- [Extracto seleccionado]
----------------

Retratos de Espera: Un Día en San Pedro de Casta

Después de una noche estrellada en Marcahuasi y una mañana donde el sol encendía las rocas con tonos dorados, tocaba el regreso. Bajamos a San Pedro de Casta sin apuro, todavía envueltos en la atmósfera mágica de la altura. La luz de ese día tenía una calma distinta, como si el pueblo supiera que el viaje estaba llegando a su fin.

Mientras esperábamos el bus de vuelta a Lima, saqué nuevamente mi Minolta X-700. Aunque el cuerpo aún sentía el cansancio del trekking, los ojos estaban más atentos que nunca. San Pedro de Casta, con su plaza polvorienta, su gente de mirada directa y silenciosa, y sus caballos amarrados junto a muros de adobe, se convirtió en un escenario íntimo. Era como si el pueblo entero estuviera en pausa, dejando que la cámara recogiera lo que quedaba del viaje.

----------------

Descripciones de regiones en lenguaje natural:

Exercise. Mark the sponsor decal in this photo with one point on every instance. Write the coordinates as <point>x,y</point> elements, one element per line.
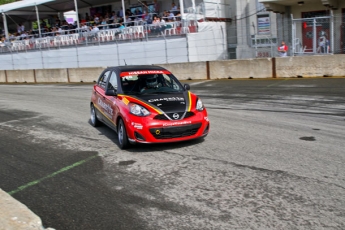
<point>137,125</point>
<point>177,123</point>
<point>125,100</point>
<point>107,108</point>
<point>176,116</point>
<point>166,99</point>
<point>123,74</point>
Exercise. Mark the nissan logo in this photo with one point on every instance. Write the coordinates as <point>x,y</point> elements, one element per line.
<point>176,116</point>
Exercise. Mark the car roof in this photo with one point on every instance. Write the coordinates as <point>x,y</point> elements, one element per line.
<point>127,68</point>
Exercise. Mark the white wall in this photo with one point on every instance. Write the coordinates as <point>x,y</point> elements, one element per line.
<point>152,52</point>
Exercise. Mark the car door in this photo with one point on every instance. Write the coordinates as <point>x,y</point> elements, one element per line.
<point>99,95</point>
<point>110,101</point>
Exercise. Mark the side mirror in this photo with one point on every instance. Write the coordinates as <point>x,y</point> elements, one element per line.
<point>110,92</point>
<point>186,86</point>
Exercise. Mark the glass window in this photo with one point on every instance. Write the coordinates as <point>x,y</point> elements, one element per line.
<point>103,79</point>
<point>150,83</point>
<point>112,81</point>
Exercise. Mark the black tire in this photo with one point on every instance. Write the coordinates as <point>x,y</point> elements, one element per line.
<point>122,135</point>
<point>94,120</point>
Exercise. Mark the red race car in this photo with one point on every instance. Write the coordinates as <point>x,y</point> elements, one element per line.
<point>147,104</point>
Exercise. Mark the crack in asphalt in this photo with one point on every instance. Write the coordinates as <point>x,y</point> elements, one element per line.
<point>255,168</point>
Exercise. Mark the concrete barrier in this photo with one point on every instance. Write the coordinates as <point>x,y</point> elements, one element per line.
<point>84,74</point>
<point>186,71</point>
<point>256,68</point>
<point>51,76</point>
<point>20,76</point>
<point>15,215</point>
<point>305,66</point>
<point>2,76</point>
<point>311,66</point>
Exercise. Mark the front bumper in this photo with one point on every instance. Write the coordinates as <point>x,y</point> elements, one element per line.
<point>149,130</point>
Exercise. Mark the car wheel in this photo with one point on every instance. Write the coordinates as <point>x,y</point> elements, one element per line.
<point>122,135</point>
<point>94,120</point>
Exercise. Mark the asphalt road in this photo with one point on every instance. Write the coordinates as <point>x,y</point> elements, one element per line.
<point>274,159</point>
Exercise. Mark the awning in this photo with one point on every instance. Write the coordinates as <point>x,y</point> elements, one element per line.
<point>22,4</point>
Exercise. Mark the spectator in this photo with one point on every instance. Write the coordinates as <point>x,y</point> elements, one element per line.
<point>173,7</point>
<point>20,28</point>
<point>282,49</point>
<point>120,13</point>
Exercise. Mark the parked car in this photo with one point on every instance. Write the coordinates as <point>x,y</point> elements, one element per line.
<point>147,104</point>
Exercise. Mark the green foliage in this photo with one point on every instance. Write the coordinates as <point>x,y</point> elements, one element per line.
<point>3,2</point>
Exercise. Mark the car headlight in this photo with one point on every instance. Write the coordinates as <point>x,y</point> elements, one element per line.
<point>199,105</point>
<point>138,110</point>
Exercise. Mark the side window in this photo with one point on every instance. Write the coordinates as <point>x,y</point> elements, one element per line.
<point>113,81</point>
<point>103,79</point>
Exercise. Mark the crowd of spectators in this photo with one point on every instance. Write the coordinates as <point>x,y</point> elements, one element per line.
<point>94,23</point>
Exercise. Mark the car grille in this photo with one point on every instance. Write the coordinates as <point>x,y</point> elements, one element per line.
<point>175,132</point>
<point>163,117</point>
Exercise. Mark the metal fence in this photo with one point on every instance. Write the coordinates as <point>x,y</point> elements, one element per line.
<point>132,32</point>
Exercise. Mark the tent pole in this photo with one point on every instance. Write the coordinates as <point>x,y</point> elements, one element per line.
<point>38,21</point>
<point>76,11</point>
<point>124,12</point>
<point>181,9</point>
<point>5,25</point>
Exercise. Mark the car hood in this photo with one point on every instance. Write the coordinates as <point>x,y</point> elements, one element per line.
<point>168,103</point>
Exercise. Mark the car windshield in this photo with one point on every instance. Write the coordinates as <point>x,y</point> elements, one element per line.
<point>149,82</point>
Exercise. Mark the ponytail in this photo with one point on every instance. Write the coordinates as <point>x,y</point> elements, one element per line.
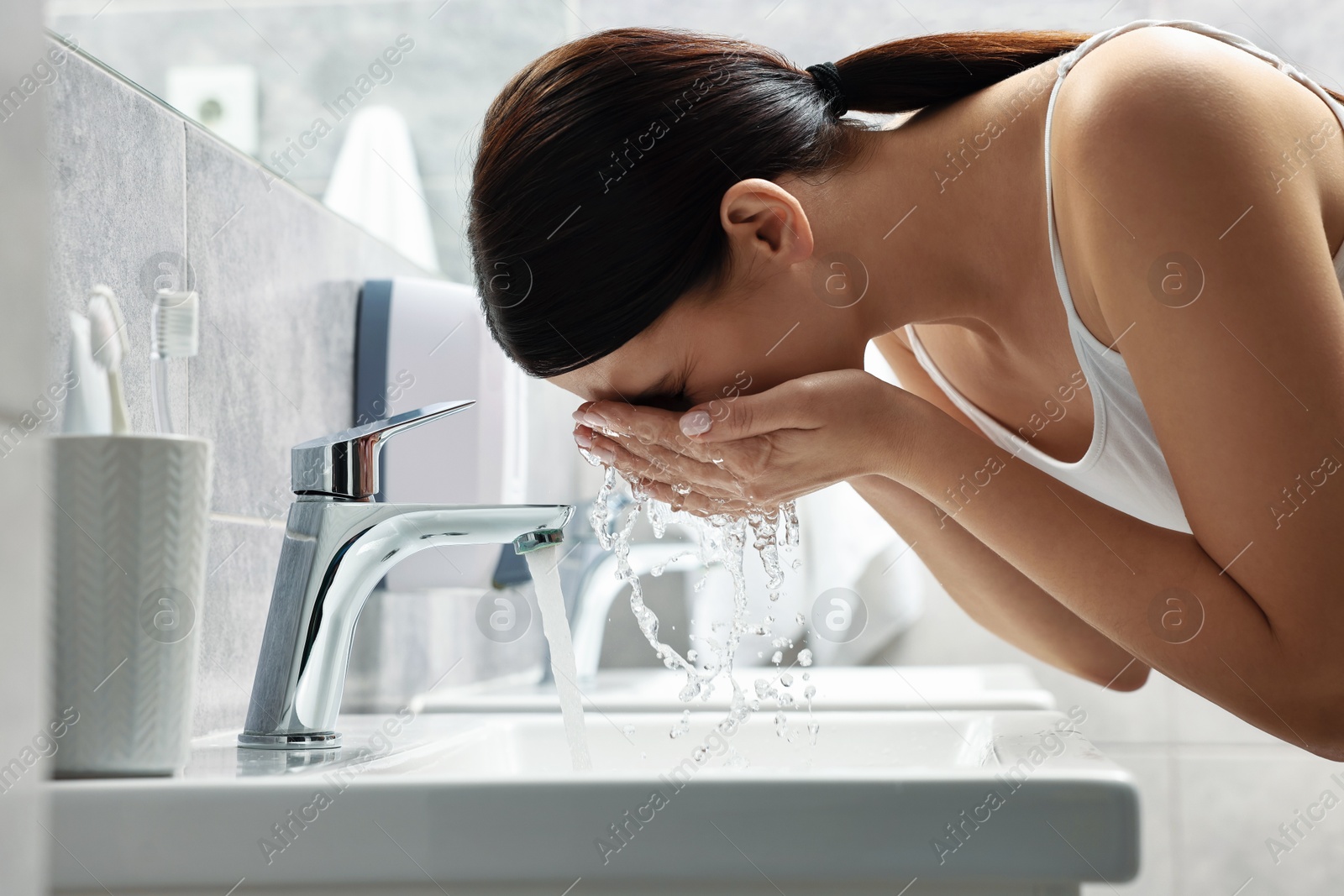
<point>601,167</point>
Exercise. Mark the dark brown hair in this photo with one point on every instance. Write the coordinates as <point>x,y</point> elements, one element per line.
<point>596,194</point>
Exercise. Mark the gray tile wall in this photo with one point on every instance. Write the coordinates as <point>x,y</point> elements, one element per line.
<point>134,186</point>
<point>24,511</point>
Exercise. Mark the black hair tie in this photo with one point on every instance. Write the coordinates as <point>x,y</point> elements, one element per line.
<point>828,76</point>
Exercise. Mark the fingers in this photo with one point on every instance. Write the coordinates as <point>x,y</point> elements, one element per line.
<point>647,425</point>
<point>784,407</point>
<point>658,464</point>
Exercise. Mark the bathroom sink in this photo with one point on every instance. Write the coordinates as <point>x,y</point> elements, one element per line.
<point>839,688</point>
<point>472,804</point>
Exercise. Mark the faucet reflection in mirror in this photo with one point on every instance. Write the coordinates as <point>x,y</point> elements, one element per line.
<point>339,543</point>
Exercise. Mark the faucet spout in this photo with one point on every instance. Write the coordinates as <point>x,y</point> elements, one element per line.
<point>333,555</point>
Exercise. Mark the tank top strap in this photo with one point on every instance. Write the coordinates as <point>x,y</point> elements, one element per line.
<point>1084,338</point>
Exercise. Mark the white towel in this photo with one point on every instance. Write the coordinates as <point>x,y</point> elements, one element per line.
<point>376,184</point>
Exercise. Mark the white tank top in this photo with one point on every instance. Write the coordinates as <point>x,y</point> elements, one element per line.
<point>1124,466</point>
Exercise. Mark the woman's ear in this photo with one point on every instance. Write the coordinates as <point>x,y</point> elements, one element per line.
<point>765,223</point>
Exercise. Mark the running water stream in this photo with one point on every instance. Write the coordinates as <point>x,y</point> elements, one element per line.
<point>722,539</point>
<point>543,563</point>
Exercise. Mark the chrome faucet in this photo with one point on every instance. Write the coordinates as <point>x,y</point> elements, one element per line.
<point>339,543</point>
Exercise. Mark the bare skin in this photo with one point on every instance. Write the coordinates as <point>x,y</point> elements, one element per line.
<point>1162,140</point>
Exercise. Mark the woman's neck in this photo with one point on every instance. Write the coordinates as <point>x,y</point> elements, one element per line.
<point>947,214</point>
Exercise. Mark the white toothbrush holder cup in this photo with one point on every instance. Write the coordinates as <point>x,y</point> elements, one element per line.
<point>131,526</point>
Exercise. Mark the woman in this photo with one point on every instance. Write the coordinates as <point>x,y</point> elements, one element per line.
<point>1122,358</point>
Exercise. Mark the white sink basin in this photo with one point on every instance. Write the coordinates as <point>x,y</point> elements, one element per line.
<point>839,688</point>
<point>474,804</point>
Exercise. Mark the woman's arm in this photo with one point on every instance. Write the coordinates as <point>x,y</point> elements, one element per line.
<point>995,594</point>
<point>983,584</point>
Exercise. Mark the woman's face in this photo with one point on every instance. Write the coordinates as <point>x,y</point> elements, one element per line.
<point>779,317</point>
<point>718,348</point>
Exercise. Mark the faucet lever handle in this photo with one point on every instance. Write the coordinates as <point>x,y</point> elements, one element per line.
<point>344,465</point>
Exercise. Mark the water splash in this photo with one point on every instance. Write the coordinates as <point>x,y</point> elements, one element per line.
<point>721,539</point>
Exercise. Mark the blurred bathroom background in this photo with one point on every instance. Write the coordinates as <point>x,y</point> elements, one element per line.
<point>373,107</point>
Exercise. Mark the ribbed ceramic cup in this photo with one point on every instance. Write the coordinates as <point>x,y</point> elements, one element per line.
<point>129,557</point>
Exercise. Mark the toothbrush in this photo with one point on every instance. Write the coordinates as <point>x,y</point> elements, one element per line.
<point>87,402</point>
<point>174,333</point>
<point>108,338</point>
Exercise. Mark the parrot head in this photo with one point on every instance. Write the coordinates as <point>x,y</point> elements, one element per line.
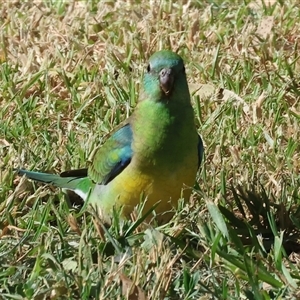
<point>165,76</point>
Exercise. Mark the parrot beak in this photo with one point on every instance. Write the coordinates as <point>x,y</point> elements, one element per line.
<point>166,79</point>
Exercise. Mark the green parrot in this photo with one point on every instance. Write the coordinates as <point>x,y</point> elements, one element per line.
<point>154,153</point>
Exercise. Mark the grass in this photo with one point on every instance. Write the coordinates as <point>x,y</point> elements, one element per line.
<point>71,71</point>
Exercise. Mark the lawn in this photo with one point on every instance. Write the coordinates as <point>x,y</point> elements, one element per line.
<point>72,70</point>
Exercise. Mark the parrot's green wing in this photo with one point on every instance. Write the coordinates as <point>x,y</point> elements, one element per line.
<point>112,157</point>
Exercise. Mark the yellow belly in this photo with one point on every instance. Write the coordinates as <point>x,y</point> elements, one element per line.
<point>157,185</point>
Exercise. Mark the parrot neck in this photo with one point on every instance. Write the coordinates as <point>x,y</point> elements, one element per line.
<point>161,131</point>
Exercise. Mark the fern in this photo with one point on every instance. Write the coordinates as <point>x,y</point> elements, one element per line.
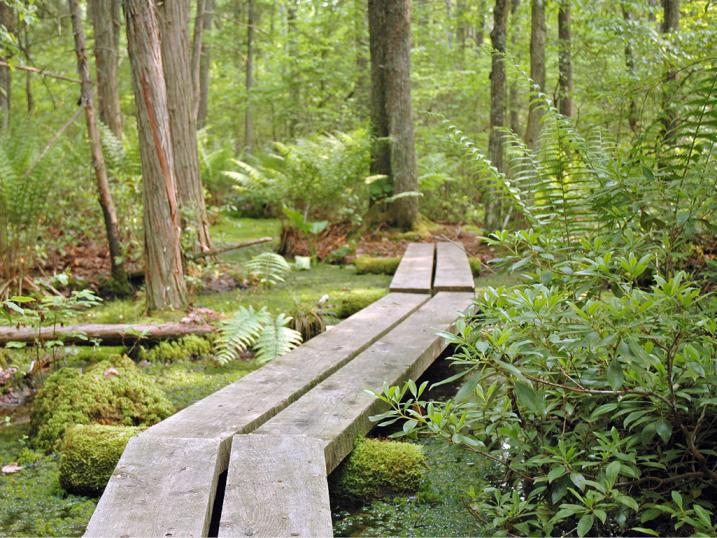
<point>247,328</point>
<point>269,267</point>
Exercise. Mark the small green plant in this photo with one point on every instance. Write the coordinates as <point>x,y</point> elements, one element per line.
<point>248,328</point>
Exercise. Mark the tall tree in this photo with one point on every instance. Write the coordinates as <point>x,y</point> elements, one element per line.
<point>164,275</point>
<point>249,76</point>
<point>496,148</point>
<point>537,71</point>
<point>106,23</point>
<point>565,61</point>
<point>391,110</point>
<point>109,212</point>
<point>7,19</point>
<point>173,18</point>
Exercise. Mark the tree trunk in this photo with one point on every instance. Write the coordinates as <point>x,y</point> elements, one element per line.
<point>7,19</point>
<point>173,19</point>
<point>632,114</point>
<point>513,94</point>
<point>565,62</point>
<point>109,212</point>
<point>391,111</point>
<point>164,276</point>
<point>106,24</point>
<point>249,80</point>
<point>497,107</point>
<point>204,64</point>
<point>537,72</point>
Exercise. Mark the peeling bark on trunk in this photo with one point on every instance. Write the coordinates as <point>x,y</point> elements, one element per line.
<point>537,72</point>
<point>565,62</point>
<point>109,212</point>
<point>105,16</point>
<point>497,107</point>
<point>164,276</point>
<point>173,19</point>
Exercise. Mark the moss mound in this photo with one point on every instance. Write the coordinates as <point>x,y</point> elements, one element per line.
<point>346,303</point>
<point>187,347</point>
<point>376,266</point>
<point>112,392</point>
<point>89,456</point>
<point>378,468</point>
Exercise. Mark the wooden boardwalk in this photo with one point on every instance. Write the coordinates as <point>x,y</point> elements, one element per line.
<point>252,459</point>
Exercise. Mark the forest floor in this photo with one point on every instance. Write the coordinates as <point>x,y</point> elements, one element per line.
<point>33,502</point>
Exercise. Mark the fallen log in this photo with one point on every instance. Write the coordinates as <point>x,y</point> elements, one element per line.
<point>106,334</point>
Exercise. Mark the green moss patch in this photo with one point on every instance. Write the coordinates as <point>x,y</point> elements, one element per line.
<point>89,456</point>
<point>366,265</point>
<point>377,468</point>
<point>347,303</point>
<point>113,392</point>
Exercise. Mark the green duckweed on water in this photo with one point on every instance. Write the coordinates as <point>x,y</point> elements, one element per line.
<point>438,509</point>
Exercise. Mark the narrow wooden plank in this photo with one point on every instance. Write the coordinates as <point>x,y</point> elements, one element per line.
<point>415,271</point>
<point>249,402</point>
<point>453,271</point>
<point>337,409</point>
<point>276,486</point>
<point>161,487</point>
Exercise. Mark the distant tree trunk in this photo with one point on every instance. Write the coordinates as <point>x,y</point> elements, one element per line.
<point>513,97</point>
<point>106,24</point>
<point>173,19</point>
<point>249,81</point>
<point>204,65</point>
<point>391,113</point>
<point>497,107</point>
<point>109,212</point>
<point>7,19</point>
<point>632,115</point>
<point>164,275</point>
<point>565,62</point>
<point>537,71</point>
<point>670,25</point>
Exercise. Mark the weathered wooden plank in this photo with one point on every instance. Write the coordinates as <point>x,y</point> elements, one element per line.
<point>276,486</point>
<point>415,271</point>
<point>161,487</point>
<point>337,409</point>
<point>453,271</point>
<point>249,402</point>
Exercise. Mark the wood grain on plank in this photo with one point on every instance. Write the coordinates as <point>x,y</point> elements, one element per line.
<point>160,487</point>
<point>244,405</point>
<point>453,270</point>
<point>276,486</point>
<point>337,409</point>
<point>415,271</point>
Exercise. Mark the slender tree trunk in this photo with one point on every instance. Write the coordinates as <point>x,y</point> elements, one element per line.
<point>496,148</point>
<point>537,72</point>
<point>7,19</point>
<point>632,114</point>
<point>173,19</point>
<point>164,275</point>
<point>249,80</point>
<point>106,24</point>
<point>204,64</point>
<point>565,62</point>
<point>513,94</point>
<point>109,212</point>
<point>670,25</point>
<point>400,112</point>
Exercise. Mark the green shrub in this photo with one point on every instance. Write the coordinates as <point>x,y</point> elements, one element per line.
<point>187,347</point>
<point>89,456</point>
<point>111,392</point>
<point>378,468</point>
<point>366,265</point>
<point>347,303</point>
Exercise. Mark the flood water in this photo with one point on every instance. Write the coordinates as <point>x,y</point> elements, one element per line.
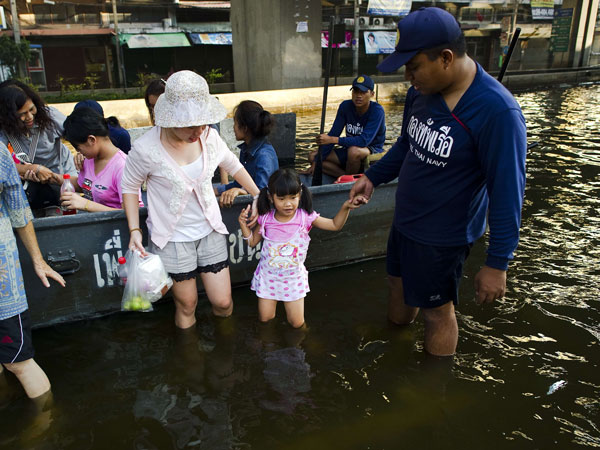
<point>525,376</point>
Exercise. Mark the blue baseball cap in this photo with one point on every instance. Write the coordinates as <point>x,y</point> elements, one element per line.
<point>364,83</point>
<point>422,29</point>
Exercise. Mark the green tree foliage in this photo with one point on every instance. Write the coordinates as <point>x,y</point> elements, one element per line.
<point>11,53</point>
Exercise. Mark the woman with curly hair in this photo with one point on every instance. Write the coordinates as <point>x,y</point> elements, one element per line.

----------------

- [Tareas por realizar]
(a) Según el relato, ¿qué cámara se saca mientras se espera el bus de vuelta a Lima?
(b) Copia sin cambios el fragmento del relato que comienza con las palabras que contienen "Retratos de Espera: Un" y termina con "quedaba del viaje.".

- [Soluciones del ejercicio]
(a) Una Minolta X-700.

(b)
Retratos de Espera: Un Día en San Pedro de Casta

Después de una noche estrellada en Marcahuasi y una mañana donde el sol encendía las rocas con tonos dorados, tocaba el regreso. Bajamos a San Pedro de Casta sin apuro, todavía envueltos en la atmósfera mágica de la altura. La luz de ese día tenía una calma distinta, como si el pueblo supiera que el viaje estaba llegando a su fin.

Mientras esperábamos el bus de vuelta a Lima, saqué nuevamente mi Minolta X-700. Aunque el cuerpo aún sentía el cansancio del trekking, los ojos estaban más atentos que nunca. San Pedro de Casta, con su plaza polvorienta, su gente de mirada directa y silenciosa, y sus caballos amarrados junto a muros de adobe, se convirtió en un escenario íntimo. Era como si el pueblo entero estuviera en pausa, dejando que la cámara recogiera lo que quedaba del viaje.